EXERCISE GOAL
Your task is to return all of the records exactly, minus any images.

(Excerpts from a dataset)
»»
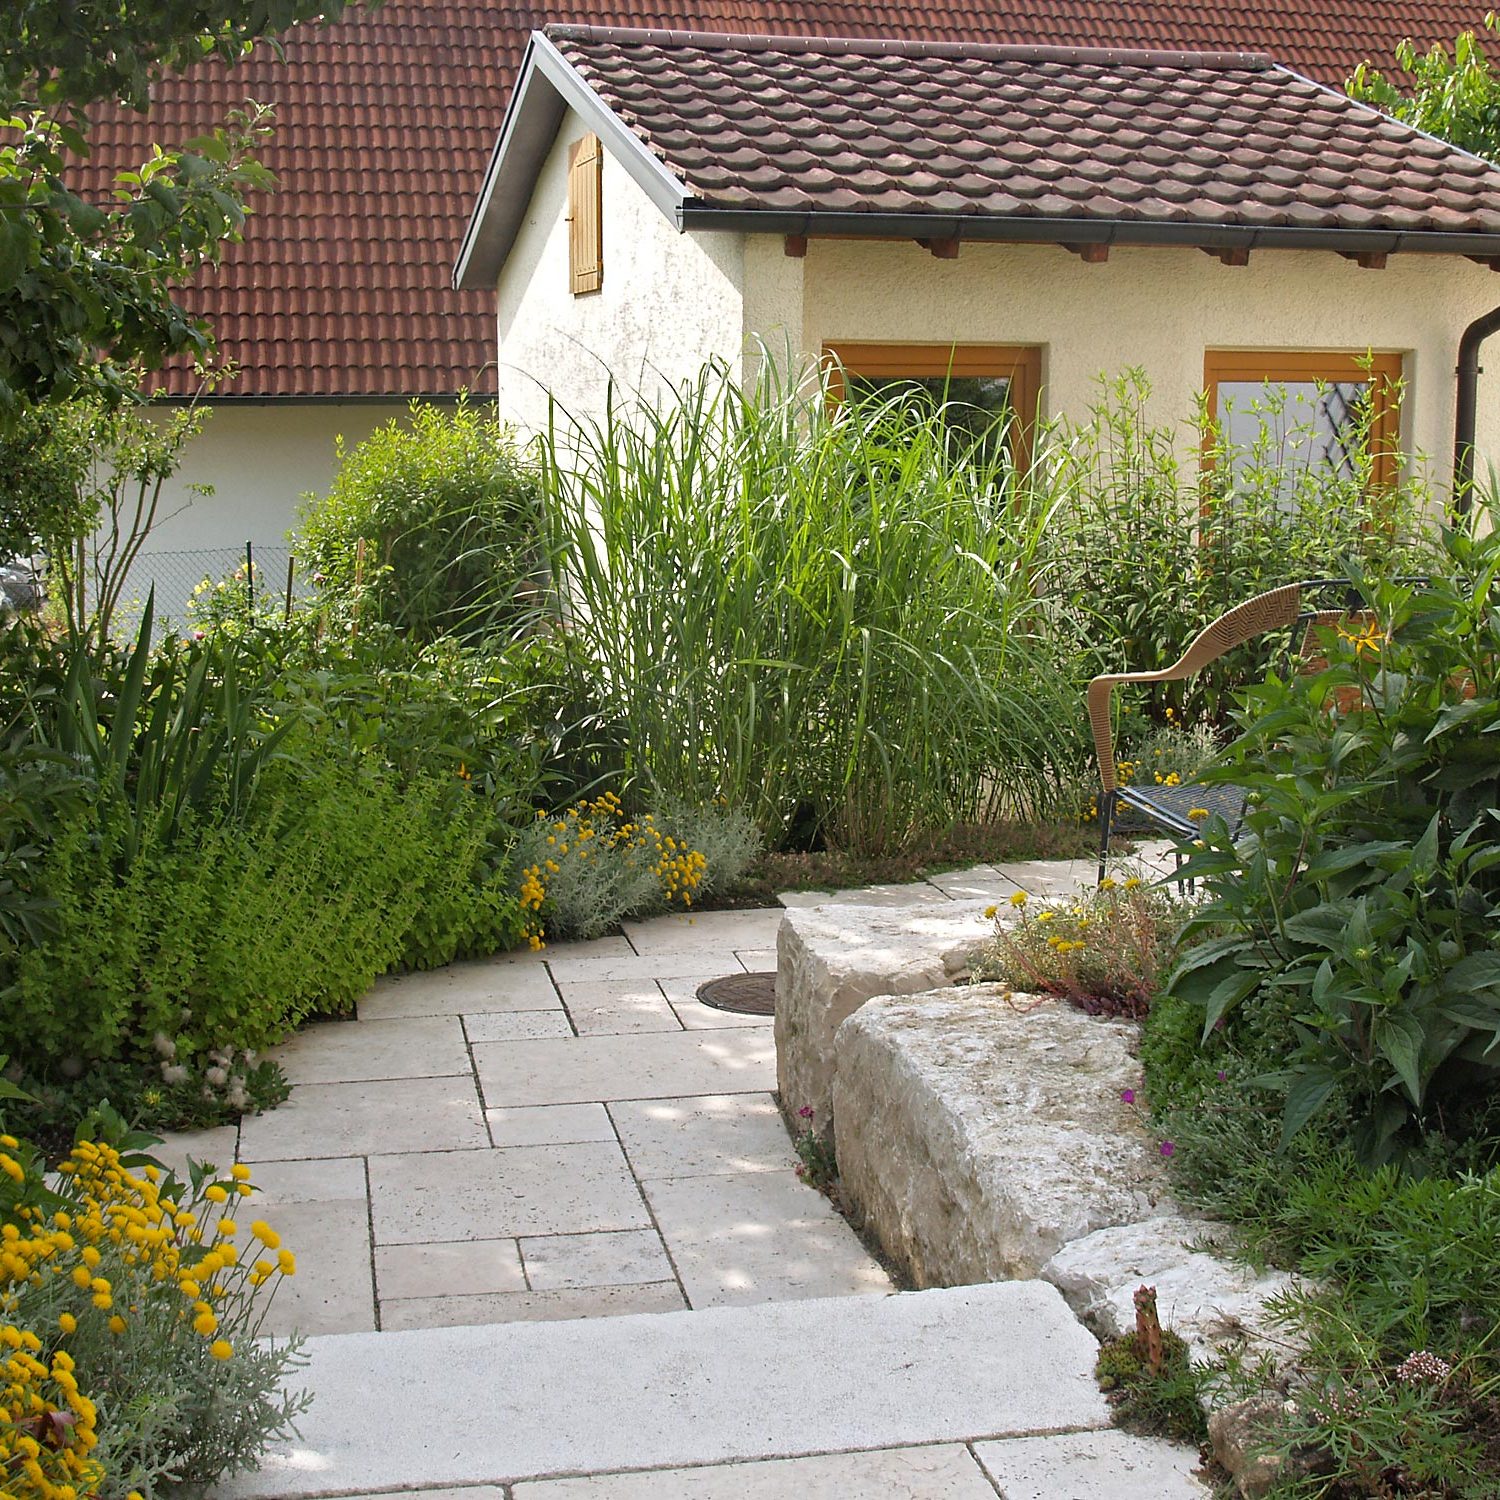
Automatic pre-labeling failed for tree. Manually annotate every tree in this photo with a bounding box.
[0,1,361,419]
[1348,14,1500,162]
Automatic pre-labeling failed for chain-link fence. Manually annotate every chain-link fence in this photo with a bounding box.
[96,544,309,639]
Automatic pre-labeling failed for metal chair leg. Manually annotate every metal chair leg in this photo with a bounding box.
[1097,789,1115,886]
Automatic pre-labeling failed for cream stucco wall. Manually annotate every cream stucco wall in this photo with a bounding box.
[492,121,1500,488]
[797,238,1500,489]
[100,400,406,623]
[494,109,748,436]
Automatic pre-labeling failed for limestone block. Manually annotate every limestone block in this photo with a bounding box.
[1042,1216,1298,1362]
[1208,1397,1290,1498]
[774,901,994,1141]
[832,986,1172,1285]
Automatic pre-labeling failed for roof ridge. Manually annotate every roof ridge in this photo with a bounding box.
[542,24,1275,72]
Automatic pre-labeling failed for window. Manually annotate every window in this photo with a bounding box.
[567,134,603,296]
[822,343,1042,475]
[1202,350,1403,495]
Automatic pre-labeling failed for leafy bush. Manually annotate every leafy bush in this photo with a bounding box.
[539,358,1077,855]
[1166,511,1500,1165]
[299,400,545,644]
[0,745,524,1080]
[1,1121,305,1500]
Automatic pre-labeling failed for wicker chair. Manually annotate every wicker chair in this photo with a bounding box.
[1088,581,1357,883]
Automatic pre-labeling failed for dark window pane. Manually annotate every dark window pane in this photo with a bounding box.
[847,373,1015,474]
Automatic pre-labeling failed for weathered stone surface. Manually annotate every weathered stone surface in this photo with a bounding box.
[1209,1397,1288,1499]
[833,986,1172,1285]
[775,902,994,1141]
[1042,1215,1299,1362]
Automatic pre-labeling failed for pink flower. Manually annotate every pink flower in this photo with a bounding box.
[1217,1070,1228,1081]
[1120,1089,1135,1104]
[1159,1141,1176,1158]
[797,1106,814,1120]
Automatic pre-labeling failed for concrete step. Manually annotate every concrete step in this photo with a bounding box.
[222,1282,1115,1497]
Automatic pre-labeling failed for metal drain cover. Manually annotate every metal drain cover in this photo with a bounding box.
[695,972,777,1016]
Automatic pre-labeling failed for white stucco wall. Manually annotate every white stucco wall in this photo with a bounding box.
[99,400,406,624]
[494,108,747,435]
[795,238,1500,489]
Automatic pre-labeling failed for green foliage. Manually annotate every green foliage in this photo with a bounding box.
[1349,16,1500,163]
[1094,1326,1208,1446]
[299,401,546,644]
[1031,370,1426,728]
[539,356,1077,855]
[1166,513,1500,1165]
[792,1109,838,1191]
[0,400,94,561]
[0,741,524,1077]
[0,739,87,957]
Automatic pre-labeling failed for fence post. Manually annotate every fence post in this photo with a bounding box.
[284,554,296,623]
[245,540,255,618]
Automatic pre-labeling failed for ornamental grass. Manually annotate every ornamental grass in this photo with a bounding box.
[1,1136,305,1500]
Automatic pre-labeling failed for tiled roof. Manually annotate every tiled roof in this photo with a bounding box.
[548,29,1500,239]
[79,1,1496,399]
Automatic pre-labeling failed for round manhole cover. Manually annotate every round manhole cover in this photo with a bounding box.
[695,972,777,1016]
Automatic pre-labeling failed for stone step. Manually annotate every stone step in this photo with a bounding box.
[222,1283,1114,1497]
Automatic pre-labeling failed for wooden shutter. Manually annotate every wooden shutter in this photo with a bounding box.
[567,134,603,295]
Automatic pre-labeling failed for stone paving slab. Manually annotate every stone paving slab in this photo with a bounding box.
[375,1238,527,1302]
[623,908,784,956]
[641,1171,892,1307]
[973,1430,1210,1498]
[147,1124,238,1183]
[222,1283,1108,1497]
[546,951,742,984]
[359,960,560,1020]
[778,881,952,908]
[556,979,684,1035]
[486,1103,617,1149]
[368,1144,651,1246]
[472,1030,776,1107]
[512,1444,1002,1497]
[380,1281,687,1332]
[519,1229,676,1290]
[463,1010,575,1043]
[269,1015,470,1085]
[609,1094,797,1179]
[238,1076,488,1161]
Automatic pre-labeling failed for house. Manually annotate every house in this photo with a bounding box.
[76,2,1493,617]
[455,25,1500,496]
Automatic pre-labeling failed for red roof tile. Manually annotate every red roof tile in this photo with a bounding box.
[541,29,1500,239]
[79,1,1497,399]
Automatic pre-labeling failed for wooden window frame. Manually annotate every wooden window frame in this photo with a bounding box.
[1201,349,1404,492]
[822,341,1042,474]
[566,133,603,297]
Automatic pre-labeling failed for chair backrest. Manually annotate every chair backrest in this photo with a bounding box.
[1087,582,1305,793]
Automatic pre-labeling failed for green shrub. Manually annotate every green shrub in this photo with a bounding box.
[539,358,1077,855]
[1166,509,1500,1165]
[299,400,545,644]
[0,748,524,1077]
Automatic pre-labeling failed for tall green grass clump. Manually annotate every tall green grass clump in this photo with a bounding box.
[538,358,1078,855]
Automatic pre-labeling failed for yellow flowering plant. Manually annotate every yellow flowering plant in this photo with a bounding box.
[0,1112,306,1500]
[516,791,755,946]
[973,880,1191,1020]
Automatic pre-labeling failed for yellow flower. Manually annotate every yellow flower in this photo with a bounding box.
[205,1185,229,1204]
[1187,807,1210,821]
[983,904,998,919]
[230,1164,252,1182]
[277,1249,297,1277]
[58,1313,77,1334]
[210,1339,233,1360]
[193,1311,218,1337]
[108,1315,126,1335]
[1099,876,1117,891]
[251,1221,281,1250]
[1036,910,1054,922]
[1124,876,1143,890]
[1008,891,1027,907]
[217,1219,237,1238]
[0,1152,23,1183]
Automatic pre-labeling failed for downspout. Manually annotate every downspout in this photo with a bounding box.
[1453,304,1500,514]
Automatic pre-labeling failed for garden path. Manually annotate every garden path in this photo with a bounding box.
[175,845,1198,1498]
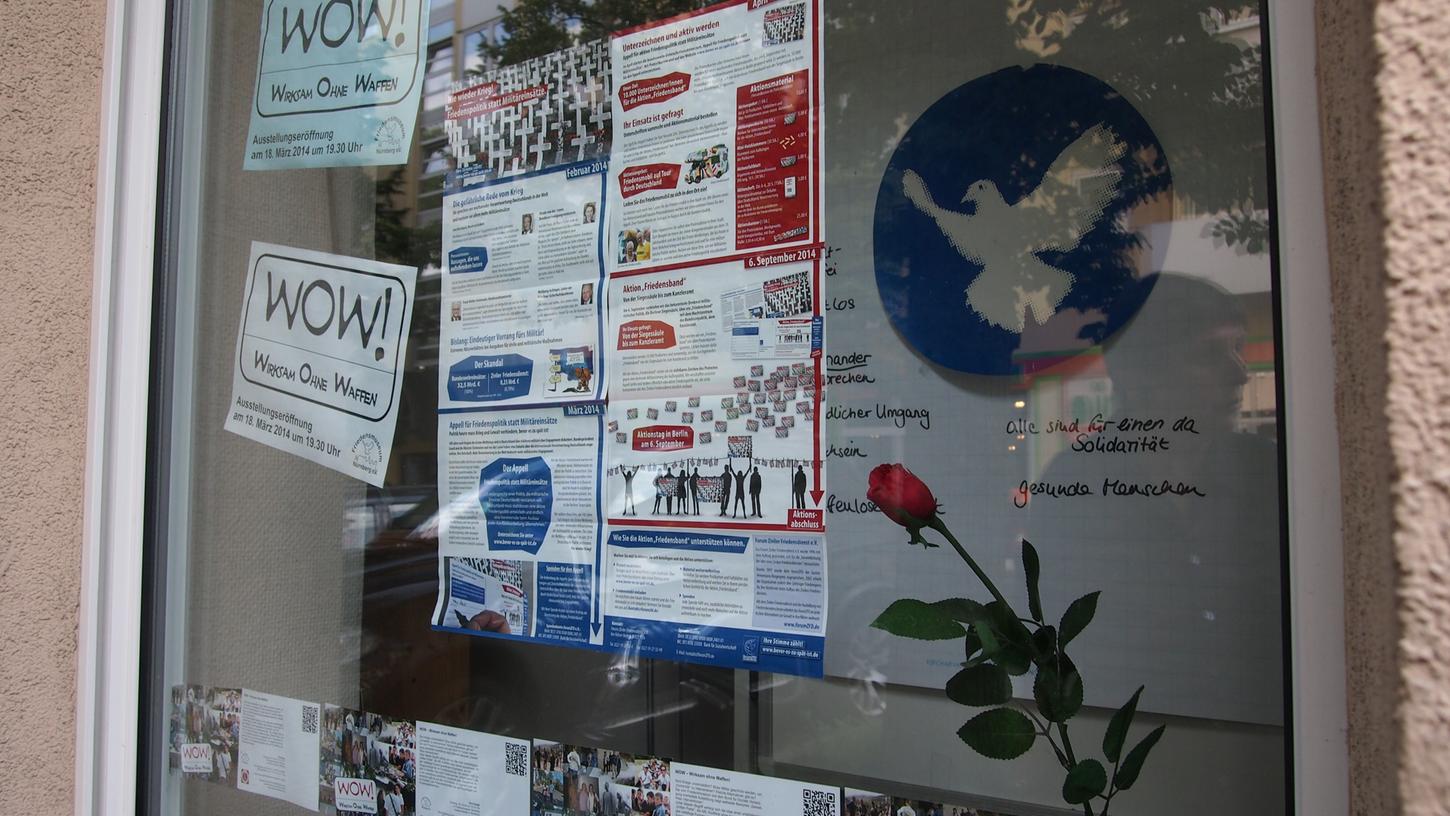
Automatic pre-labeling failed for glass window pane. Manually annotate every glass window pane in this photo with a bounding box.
««
ANSWER SECTION
Automatic pre-labeling failed for tree. Manually annotate every tree in this photo with a bounding box.
[0,1,361,419]
[1348,14,1500,162]
Automatic pre-labeling failed for chain-link fence. Manually annotate every chain-link fence in this photo with a bounding box.
[96,544,309,639]
Automatic pre-labeling failed for metal chair leg. Manually annotate every metal chair leg in this photo with a bounding box.
[1097,789,1115,886]
Automatic pre-labeling failed for cream stucco wall. Manually annotate every cream stucco wall in this photo with a bounding box.
[492,121,1500,488]
[797,238,1500,489]
[100,400,406,623]
[494,109,748,436]
Automatic pre-labeling failed for limestone block. Manually annotate every limestone block in this photo with a bounding box.
[1042,1216,1298,1362]
[1208,1397,1290,1498]
[774,901,994,1141]
[832,986,1172,1285]
Automatic pre-labeling failed for roof ridge. Manually annotate every roof ridge in this photo with a bounding box.
[542,24,1275,72]
Automatic pre-labeling failed for window. Manually annotate every window in this photo with a bounding box.
[567,134,603,296]
[822,343,1042,475]
[1202,350,1403,495]
Automatic pre-labeling failed for leafy bush. Manually annotate every leafy bush in this photo with a bounding box.
[539,358,1077,855]
[1166,511,1500,1165]
[299,400,545,644]
[0,745,524,1080]
[1,1121,305,1500]
Automatic pre-labeling failed for wicker chair. Manually annotate every wicker chair in this photo with a bounding box.
[1088,581,1357,883]
Automatic pre-labeling failed for dark window pane. Manually annotate every dark window pane in this photo with a bounding box.
[847,373,1015,474]
Automatic pre-labeling failed for weathered stone surface. Manually annotate every weathered stone surface in this photo with a bounding box.
[1209,1397,1288,1499]
[833,986,1172,1285]
[775,902,994,1141]
[1042,1215,1299,1362]
Automatic pre-labeling failed for pink flower. Manually annotate every pink flower in this photo with a bounding box.
[1217,1070,1228,1081]
[1120,1089,1135,1104]
[1159,1141,1176,1158]
[797,1106,814,1120]
Automatic pre-labeling failed for concrete step. Manually annotate every concrete step in this photo with a bounding box.
[222,1282,1115,1497]
Automatic pre-labeling failed for metal drain cover. Manually annotate every metal drain cover in this photo with a bounding box.
[695,972,777,1016]
Automatic pre-labeling failed for white stucco wall. Manually annotate every white stucco wall in this photo with a bounding box.
[99,400,406,624]
[494,108,747,435]
[795,238,1500,489]
Automatic pre-labeling failed for green foliage. Manually annotate every green foliage in this photo with a bounding box.
[1349,16,1500,163]
[1094,1326,1208,1446]
[299,401,546,644]
[1031,370,1426,728]
[539,356,1077,855]
[1166,513,1500,1165]
[792,1109,838,1191]
[0,400,94,561]
[0,741,524,1077]
[0,739,87,957]
Automatic pre-labeling failed for fence post. Manually annotate every fence post in this photo with a bounding box.
[284,554,296,623]
[245,540,255,618]
Automatic pre-labeling failed for ornamental grass. Manually annotate every ornamental grass in this photo with a bounding box.
[1,1136,305,1500]
Automatic pre-labeling failed for tiled roof. Manually annotate every tiled roof in this photo with a bounding box.
[548,29,1500,239]
[79,1,1496,399]
Automatic pre-labeling failed for round manhole cover. Manually annotate every round manhole cover in this photo with a bounding box.
[695,972,777,1016]
Automatic pre-labeling failed for stone step. Manually annotate every stone step in this photo with a bounding box.
[222,1283,1114,1497]
Automatic pre-labeling failed for wooden shutter. Manually annotate every wooden shutter in this photo with a bounding box.
[567,134,603,295]
Automatic pre-labeling failed for stone paving slab. Manually annotate every stone paving slab in this photo with a bounding box.
[375,1238,527,1302]
[623,908,784,956]
[641,1171,892,1307]
[973,1430,1210,1498]
[147,1124,238,1183]
[222,1283,1108,1497]
[546,951,742,984]
[359,960,560,1020]
[778,881,952,908]
[556,979,684,1035]
[486,1103,617,1149]
[368,1144,651,1246]
[472,1030,776,1107]
[512,1444,1002,1497]
[380,1281,687,1332]
[519,1229,676,1290]
[463,1010,575,1043]
[269,1015,470,1085]
[609,1094,797,1179]
[238,1076,488,1161]
Automatic pre-labeling failed for house. Manually annotate every house in this photo with a bounding box.
[76,2,1493,617]
[455,25,1500,496]
Automatic pre-labeling failed for red roof tile. Manually annotate every red roof tile in this photo with a bounding box.
[541,29,1500,239]
[79,1,1497,399]
Automatic pre-labeling failed for wooden window frame. Manually annotate every wooden window frame in this photo with a bounding box.
[1201,349,1404,492]
[822,341,1042,474]
[566,133,603,297]
Automatic pre-labeling failed for chair backrest. Manually annotate every chair backrest in this photo with a bounding box.
[1087,582,1305,793]
Automatic pre-labeling failed for green shrub. Manually annotate every green shrub in this photo with a bounding box.
[539,358,1077,855]
[1166,509,1500,1165]
[299,400,545,644]
[0,748,524,1077]
Automatic pre-labeling failed for tall green grass clump. Manually annotate every tall green grass clump in this photo with a bounding box.
[538,358,1078,855]
Automatic pre-labeling failed for yellow flowering plant. Manually annotate every yellow flowering plant in this photo with a bounding box.
[0,1112,306,1500]
[516,791,755,946]
[973,880,1191,1020]
Automatic pre-labeling failed for yellow flower. Manually annotate every yellow flower in this photo with a bounding box.
[205,1185,229,1204]
[1187,807,1210,821]
[983,904,998,919]
[230,1164,252,1182]
[277,1249,297,1277]
[58,1313,77,1334]
[210,1339,233,1360]
[193,1311,218,1337]
[108,1315,126,1335]
[1099,876,1117,891]
[251,1221,281,1250]
[1036,910,1054,922]
[1124,876,1143,890]
[1008,891,1027,907]
[217,1219,237,1238]
[0,1152,23,1183]
Automatic pre-labeling failed for downspout. Manually annotate every downspout in this photo with a bounding box.
[1453,304,1500,514]
Automatic pre-labeling failed for garden path. Manually annotate every garden path in this photo with a bounding box.
[175,845,1198,1498]
Automatic pre-labeling failed for glass window pane. Manually annotate every glass window pane in this photo with a bounding box.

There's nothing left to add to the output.